- _About this task_
Repeat all entries below exactly as shown.
─── Data to process
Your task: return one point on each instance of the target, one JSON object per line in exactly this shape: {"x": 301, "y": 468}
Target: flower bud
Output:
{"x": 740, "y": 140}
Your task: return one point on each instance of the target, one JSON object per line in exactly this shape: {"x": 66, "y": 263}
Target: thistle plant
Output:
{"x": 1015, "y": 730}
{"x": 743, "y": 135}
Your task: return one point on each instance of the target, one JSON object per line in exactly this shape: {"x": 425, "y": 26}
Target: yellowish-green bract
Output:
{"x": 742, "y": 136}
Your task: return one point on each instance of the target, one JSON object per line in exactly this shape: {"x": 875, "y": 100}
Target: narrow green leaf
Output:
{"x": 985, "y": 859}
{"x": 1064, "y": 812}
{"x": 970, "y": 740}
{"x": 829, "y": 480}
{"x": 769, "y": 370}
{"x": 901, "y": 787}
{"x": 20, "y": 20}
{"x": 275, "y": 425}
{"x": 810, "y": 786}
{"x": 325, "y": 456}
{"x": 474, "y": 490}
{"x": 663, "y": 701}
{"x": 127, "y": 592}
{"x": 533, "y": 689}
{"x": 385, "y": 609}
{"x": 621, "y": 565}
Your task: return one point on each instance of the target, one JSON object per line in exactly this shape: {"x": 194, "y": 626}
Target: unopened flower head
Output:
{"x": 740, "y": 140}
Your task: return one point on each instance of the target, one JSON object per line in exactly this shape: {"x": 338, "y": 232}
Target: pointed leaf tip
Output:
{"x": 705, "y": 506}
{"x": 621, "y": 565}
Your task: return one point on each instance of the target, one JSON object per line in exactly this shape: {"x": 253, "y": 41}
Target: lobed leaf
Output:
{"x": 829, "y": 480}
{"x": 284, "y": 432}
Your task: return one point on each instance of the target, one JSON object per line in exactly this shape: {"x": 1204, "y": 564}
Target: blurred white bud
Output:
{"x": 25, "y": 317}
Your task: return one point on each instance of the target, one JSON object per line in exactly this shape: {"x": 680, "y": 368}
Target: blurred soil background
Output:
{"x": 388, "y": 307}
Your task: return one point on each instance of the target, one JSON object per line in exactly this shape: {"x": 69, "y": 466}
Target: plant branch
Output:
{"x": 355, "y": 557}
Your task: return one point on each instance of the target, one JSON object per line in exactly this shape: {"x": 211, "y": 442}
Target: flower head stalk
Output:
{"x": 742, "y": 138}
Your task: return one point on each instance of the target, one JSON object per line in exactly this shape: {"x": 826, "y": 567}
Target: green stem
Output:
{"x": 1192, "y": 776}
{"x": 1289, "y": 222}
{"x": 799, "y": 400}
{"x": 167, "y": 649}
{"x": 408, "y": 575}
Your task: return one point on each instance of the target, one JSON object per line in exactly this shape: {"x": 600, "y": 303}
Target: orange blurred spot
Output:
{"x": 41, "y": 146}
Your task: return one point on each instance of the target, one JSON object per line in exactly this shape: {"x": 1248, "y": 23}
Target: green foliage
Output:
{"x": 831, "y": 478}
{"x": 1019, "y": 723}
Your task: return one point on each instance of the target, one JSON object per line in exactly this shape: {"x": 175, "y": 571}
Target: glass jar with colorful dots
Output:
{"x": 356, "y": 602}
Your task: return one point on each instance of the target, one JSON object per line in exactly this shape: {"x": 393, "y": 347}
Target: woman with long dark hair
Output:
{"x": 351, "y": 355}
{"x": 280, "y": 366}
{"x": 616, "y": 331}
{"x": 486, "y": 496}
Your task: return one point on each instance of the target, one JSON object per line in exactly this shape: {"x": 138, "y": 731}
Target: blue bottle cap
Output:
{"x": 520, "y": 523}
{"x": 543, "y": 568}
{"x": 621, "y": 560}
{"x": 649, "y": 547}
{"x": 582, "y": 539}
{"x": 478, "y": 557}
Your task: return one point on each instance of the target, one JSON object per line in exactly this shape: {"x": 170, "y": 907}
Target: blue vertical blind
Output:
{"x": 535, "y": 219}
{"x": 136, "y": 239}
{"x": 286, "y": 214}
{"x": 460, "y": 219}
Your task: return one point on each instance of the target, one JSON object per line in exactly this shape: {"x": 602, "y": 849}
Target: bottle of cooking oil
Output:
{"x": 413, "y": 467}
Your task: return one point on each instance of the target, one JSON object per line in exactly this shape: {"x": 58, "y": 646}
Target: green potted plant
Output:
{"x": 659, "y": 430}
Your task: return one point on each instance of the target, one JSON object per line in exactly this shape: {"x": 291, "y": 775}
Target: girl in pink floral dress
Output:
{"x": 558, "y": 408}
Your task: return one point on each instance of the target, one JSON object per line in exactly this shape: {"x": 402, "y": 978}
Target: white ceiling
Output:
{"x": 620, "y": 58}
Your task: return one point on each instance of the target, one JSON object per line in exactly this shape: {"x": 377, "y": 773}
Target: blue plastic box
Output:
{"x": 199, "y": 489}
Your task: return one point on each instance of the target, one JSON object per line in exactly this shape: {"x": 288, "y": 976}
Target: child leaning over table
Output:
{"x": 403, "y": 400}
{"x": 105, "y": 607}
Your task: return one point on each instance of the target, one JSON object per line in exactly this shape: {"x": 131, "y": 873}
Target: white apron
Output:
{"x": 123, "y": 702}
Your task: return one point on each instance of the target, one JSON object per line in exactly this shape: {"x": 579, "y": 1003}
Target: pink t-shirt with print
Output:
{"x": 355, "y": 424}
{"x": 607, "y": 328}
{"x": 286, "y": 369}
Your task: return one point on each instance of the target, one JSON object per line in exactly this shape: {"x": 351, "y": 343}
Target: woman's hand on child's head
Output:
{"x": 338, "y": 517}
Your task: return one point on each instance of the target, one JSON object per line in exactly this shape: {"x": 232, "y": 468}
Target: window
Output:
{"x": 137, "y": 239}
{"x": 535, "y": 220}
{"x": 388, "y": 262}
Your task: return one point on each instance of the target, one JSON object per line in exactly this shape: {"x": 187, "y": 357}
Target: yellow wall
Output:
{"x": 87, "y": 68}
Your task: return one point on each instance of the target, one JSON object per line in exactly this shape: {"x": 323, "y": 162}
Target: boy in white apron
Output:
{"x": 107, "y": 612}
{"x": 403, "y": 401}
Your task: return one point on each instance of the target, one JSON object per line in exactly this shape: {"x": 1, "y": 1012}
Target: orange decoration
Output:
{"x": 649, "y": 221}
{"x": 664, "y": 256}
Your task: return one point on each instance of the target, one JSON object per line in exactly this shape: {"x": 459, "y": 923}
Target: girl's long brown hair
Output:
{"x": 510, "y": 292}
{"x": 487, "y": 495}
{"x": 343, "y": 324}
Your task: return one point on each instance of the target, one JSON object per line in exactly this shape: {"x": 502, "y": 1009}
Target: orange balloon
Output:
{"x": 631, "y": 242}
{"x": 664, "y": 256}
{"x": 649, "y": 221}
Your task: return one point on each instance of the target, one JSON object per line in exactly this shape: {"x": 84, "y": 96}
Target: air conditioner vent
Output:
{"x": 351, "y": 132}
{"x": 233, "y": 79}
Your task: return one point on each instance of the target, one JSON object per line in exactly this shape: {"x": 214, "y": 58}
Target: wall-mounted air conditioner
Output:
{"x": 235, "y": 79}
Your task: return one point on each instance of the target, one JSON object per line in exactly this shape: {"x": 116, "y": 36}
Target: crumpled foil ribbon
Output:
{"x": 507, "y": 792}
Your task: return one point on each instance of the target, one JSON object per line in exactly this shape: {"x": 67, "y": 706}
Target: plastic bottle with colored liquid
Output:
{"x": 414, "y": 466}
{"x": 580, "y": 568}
──────
- _Response for this exercise_
Your task: return one point on each instance of the target, one JSON object per line in exactly this shape: {"x": 301, "y": 468}
Target: flower bud
Output:
{"x": 740, "y": 140}
Your task: return one point on each instance of the target, one JSON object per line in exactly this shape: {"x": 66, "y": 263}
Target: thistle plant
Output:
{"x": 1015, "y": 730}
{"x": 743, "y": 135}
Your task: return one point on each instance of the target, one JSON object per line in exactly this shape: {"x": 425, "y": 26}
Target: yellowish-green bract
Output:
{"x": 742, "y": 136}
Your task: return one point on each instance of the target, one JSON object per line in exactly this shape: {"x": 875, "y": 100}
Target: narrow green leaf
Output:
{"x": 985, "y": 859}
{"x": 1064, "y": 812}
{"x": 970, "y": 740}
{"x": 829, "y": 480}
{"x": 769, "y": 370}
{"x": 901, "y": 787}
{"x": 20, "y": 20}
{"x": 275, "y": 425}
{"x": 810, "y": 786}
{"x": 325, "y": 456}
{"x": 474, "y": 490}
{"x": 663, "y": 701}
{"x": 127, "y": 592}
{"x": 533, "y": 689}
{"x": 385, "y": 609}
{"x": 621, "y": 565}
Your task: return one point on each instance of the target, one JSON object per line in exactly this shape: {"x": 194, "y": 626}
Target: unopened flower head
Output:
{"x": 740, "y": 140}
Your task: return one point on each instance of the target, one JSON object per line in exactly this shape: {"x": 338, "y": 232}
Target: pointed leaf tip
Output:
{"x": 705, "y": 506}
{"x": 621, "y": 565}
Your task: return one point on each instance of the target, one JSON object per line in exactly this shape: {"x": 253, "y": 41}
Target: lobed leaf
Output:
{"x": 829, "y": 480}
{"x": 284, "y": 432}
Your task: return one point on each instance of the target, one JSON object per line in exactly this shape: {"x": 1204, "y": 564}
Target: blurred white bud
Output:
{"x": 25, "y": 317}
Your task: return one point on each instance of the target, one JSON object per line in exactly this shape: {"x": 680, "y": 368}
Target: blurred soil background
Output:
{"x": 388, "y": 307}
Your task: return one point on each instance of the target, one JSON object per line in exactly this shape: {"x": 69, "y": 466}
Target: plant branch
Output:
{"x": 355, "y": 557}
Your task: return one point on each instance of the target, one JSON object per line in exactly this shape: {"x": 211, "y": 442}
Target: flower head stalk
Output:
{"x": 742, "y": 138}
Your task: return one point on each instance of the target, one JSON object per line in exactly this shape: {"x": 826, "y": 567}
Target: green stem
Output:
{"x": 1192, "y": 776}
{"x": 1289, "y": 222}
{"x": 799, "y": 400}
{"x": 167, "y": 649}
{"x": 408, "y": 575}
Your task: return one point on each instance of the target, one JSON object per line in exactly this shape: {"x": 600, "y": 303}
Target: orange blurred spot
Output:
{"x": 41, "y": 146}
Your task: return one point on each instance of the target, one JSON object per line in exactly this shape: {"x": 1248, "y": 23}
Target: green foliage
Output:
{"x": 831, "y": 478}
{"x": 1019, "y": 723}
Your task: return one point on each instance of the target, one JSON object per line in exactly this shape: {"x": 175, "y": 571}
Target: glass jar with colorful dots
Output:
{"x": 356, "y": 602}
Your task: return one point on each instance of the target, one JSON object per line in exactly this shape: {"x": 393, "y": 347}
Target: woman with long dark hair
Output:
{"x": 351, "y": 355}
{"x": 280, "y": 366}
{"x": 616, "y": 331}
{"x": 486, "y": 496}
Your task: return one point on each instance of the target, one JSON object per line in exactly this shape: {"x": 138, "y": 731}
Target: blue bottle cap
Output:
{"x": 520, "y": 523}
{"x": 543, "y": 568}
{"x": 621, "y": 560}
{"x": 649, "y": 547}
{"x": 582, "y": 539}
{"x": 478, "y": 557}
Your task: return one point on each instance of the target, one JSON object per line in exactly this shape: {"x": 170, "y": 907}
Target: blue vertical blind
Output:
{"x": 535, "y": 219}
{"x": 136, "y": 239}
{"x": 286, "y": 214}
{"x": 460, "y": 219}
Your task: return one point on each instance of the target, one JSON object per line in exactly this shape: {"x": 602, "y": 849}
Target: bottle of cooking oil
Output:
{"x": 413, "y": 467}
Your task: return one point on each instance of the target, one JSON object per line in exactly this shape: {"x": 58, "y": 646}
Target: green potted plant
Output:
{"x": 659, "y": 430}
Your task: return one point on each instance of the target, one JSON object per line in exactly this shape: {"x": 291, "y": 775}
Target: girl in pink floral dress
Output:
{"x": 558, "y": 408}
Your task: return one point on each instance of the target, one JSON object per line in exactly this shape: {"x": 402, "y": 978}
Target: white ceiling
Output:
{"x": 620, "y": 58}
Your task: return one point on each instance of the target, one JSON object per line in exactly this shape: {"x": 377, "y": 773}
Target: blue plastic box
Output:
{"x": 199, "y": 489}
Your task: return one point on each instance of the target, one JSON object per line in exactly this shape: {"x": 288, "y": 976}
Target: child leaning over table
Output:
{"x": 403, "y": 400}
{"x": 105, "y": 607}
Your task: return one point on each instance of the target, one JSON object per line in exactly this shape: {"x": 131, "y": 873}
Target: white apron
Output:
{"x": 123, "y": 702}
Your task: return one point on each instance of the target, one JSON object per line in exactly this shape: {"x": 579, "y": 1003}
Target: pink t-shirt with print
Output:
{"x": 355, "y": 424}
{"x": 607, "y": 328}
{"x": 286, "y": 369}
Your task: return one point on each instance of the target, one JSON object per line in exactly this shape: {"x": 351, "y": 343}
Target: woman's hand on child's head
Output:
{"x": 338, "y": 517}
Your task: return one point on each instance of the target, one JSON object per line in exactly this shape: {"x": 232, "y": 468}
Target: window
Output:
{"x": 137, "y": 239}
{"x": 535, "y": 220}
{"x": 388, "y": 262}
Your task: return one point on each instance of the target, one JSON object per line in exactly this shape: {"x": 187, "y": 357}
Target: yellow wall
Output:
{"x": 87, "y": 68}
Your task: return one point on each instance of the target, one JSON object per line in exactly this shape: {"x": 323, "y": 162}
Target: boy in white apron
Output:
{"x": 107, "y": 612}
{"x": 403, "y": 401}
Your task: return one point on each instance of the target, one JSON object per line in exactly this shape: {"x": 1, "y": 1012}
Target: orange decoration
Output:
{"x": 649, "y": 221}
{"x": 664, "y": 256}
Your task: return one point on each instance of the target, one JSON object per line in exactly this shape: {"x": 459, "y": 923}
Target: girl's long brown hair
Output:
{"x": 510, "y": 292}
{"x": 487, "y": 495}
{"x": 343, "y": 324}
Your task: return one point on each instance of the target, one JSON object per line in exactly this shape: {"x": 502, "y": 1009}
Target: orange balloon
Output:
{"x": 631, "y": 242}
{"x": 664, "y": 256}
{"x": 649, "y": 221}
Your task: return one point on each instance of the target, one JSON object per line in exactly this shape: {"x": 84, "y": 96}
Target: air conditioner vent
Output:
{"x": 351, "y": 132}
{"x": 233, "y": 79}
Your task: return one point on each instance of the target, one JSON object per line in exactly this shape: {"x": 214, "y": 58}
Target: wall-mounted air conditioner
Output:
{"x": 235, "y": 79}
Your task: return one point on each instance of the target, one JSON object per line in exactly this shape: {"x": 116, "y": 36}
Target: crumpled foil ribbon
Output:
{"x": 507, "y": 792}
Your task: return one point on each instance of the target, one JSON object per line in exactly this shape: {"x": 67, "y": 706}
Target: plastic bottle with colored liquid
Output:
{"x": 414, "y": 466}
{"x": 580, "y": 568}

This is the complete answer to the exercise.